-- ENTRIES SHOWN follows --
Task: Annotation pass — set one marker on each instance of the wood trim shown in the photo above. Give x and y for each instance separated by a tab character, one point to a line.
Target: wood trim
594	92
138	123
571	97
-- ENTRIES SHOWN concluded --
§ EXERCISE GOAL
After reading the records above, transcribe them verbatim.

§ TASK ANSWER
Task: Annotation pass — set one marker on each instance of the wood trim shown in the photo above. Give x and y for each instance separated by a tab character, one point to a line.
Target: wood trim
594	92
138	123
571	97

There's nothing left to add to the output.